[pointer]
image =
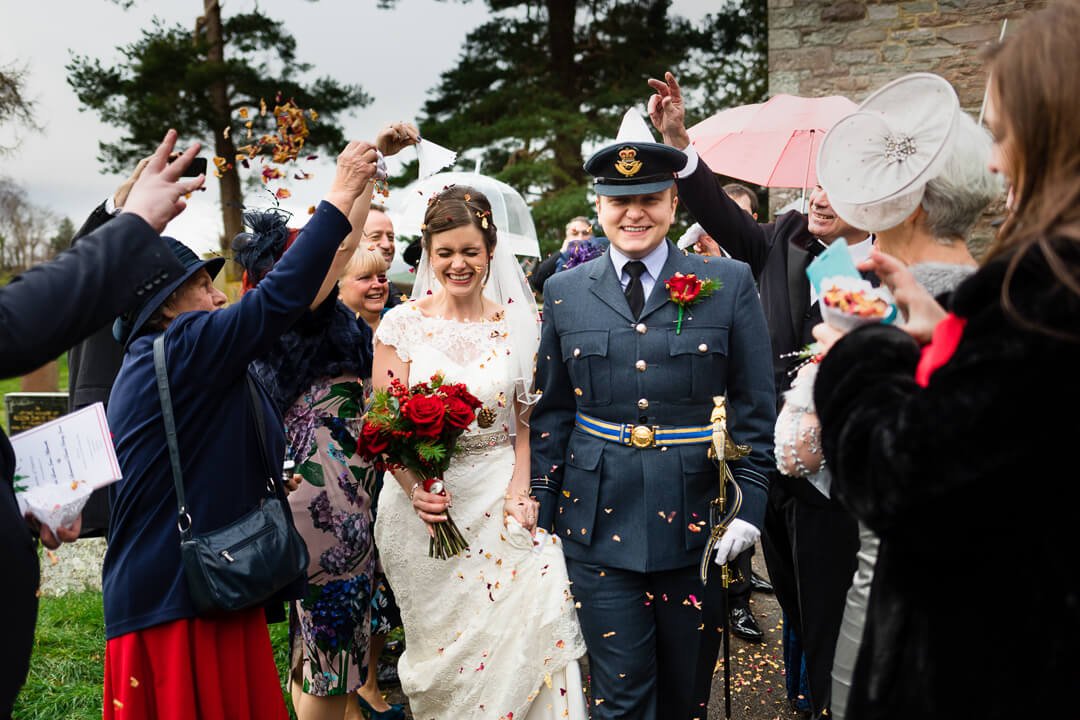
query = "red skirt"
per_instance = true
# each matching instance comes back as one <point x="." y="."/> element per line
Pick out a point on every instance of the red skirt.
<point x="200" y="668"/>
■ ■ ■ ■ ■
#### PROBLEM REQUIREMENTS:
Could you give each line of the listing above as a JSON list of strings, one string per line, with blank lines dropped and the picture left out?

#### THE RESPONSE:
[
  "[pointer]",
  "image =",
  "query = \"red skirt\"",
  "per_instance = true",
  "# each matching instance comes back as one <point x=\".\" y=\".\"/> element per line",
  "Pick out a point on every instance of the red skirt.",
  "<point x=\"200\" y=\"668\"/>"
]